-- START OF INFORMATION SUPPLIED --
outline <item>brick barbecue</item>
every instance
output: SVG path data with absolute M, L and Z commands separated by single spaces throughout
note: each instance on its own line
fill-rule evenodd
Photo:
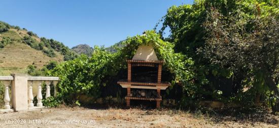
-- END OF INFORMATION SUPPLIED --
**WHAT IS REQUIRED**. Return every line in the entries above that contains the word "instance". Case counts.

**SOLVED PROBLEM**.
every instance
note: each instance on its own line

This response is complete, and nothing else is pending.